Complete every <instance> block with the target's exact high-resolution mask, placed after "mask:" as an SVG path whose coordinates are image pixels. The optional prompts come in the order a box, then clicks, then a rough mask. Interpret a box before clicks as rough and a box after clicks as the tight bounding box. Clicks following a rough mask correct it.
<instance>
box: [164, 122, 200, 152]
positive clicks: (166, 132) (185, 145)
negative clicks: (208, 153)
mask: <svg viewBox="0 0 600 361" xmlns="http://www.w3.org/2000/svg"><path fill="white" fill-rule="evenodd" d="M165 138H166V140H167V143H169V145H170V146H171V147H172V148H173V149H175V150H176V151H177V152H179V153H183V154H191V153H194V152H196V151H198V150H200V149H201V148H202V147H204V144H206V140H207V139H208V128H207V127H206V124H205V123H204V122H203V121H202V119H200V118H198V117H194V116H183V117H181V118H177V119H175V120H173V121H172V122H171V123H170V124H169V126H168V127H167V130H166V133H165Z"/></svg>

Work request
Copy out every line of the records above word for word, with no changes.

Expected output
Complete every <instance> block with the target's exact high-resolution mask, placed after "mask:" as an SVG path whose coordinates are image pixels. The optional prompts come in the order a box, then clicks, then a rough mask. Interpret a box before clicks as rough and a box after clicks as the tight bounding box. Clicks following a rough mask correct it.
<instance>
box: [164, 122, 200, 152]
positive clicks: (166, 132) (185, 145)
negative clicks: (208, 153)
mask: <svg viewBox="0 0 600 361" xmlns="http://www.w3.org/2000/svg"><path fill="white" fill-rule="evenodd" d="M165 138H166V140H167V143H169V145H170V146H171V147H172V148H173V149H175V150H176V151H177V152H179V153H183V154H191V153H194V152H196V151H198V150H200V149H201V148H202V147H204V144H206V140H207V139H208V128H207V127H206V124H205V123H204V122H203V121H202V119H200V118H198V117H194V116H183V117H181V118H177V119H175V120H173V121H172V122H171V123H170V124H169V126H168V127H167V130H166V133H165Z"/></svg>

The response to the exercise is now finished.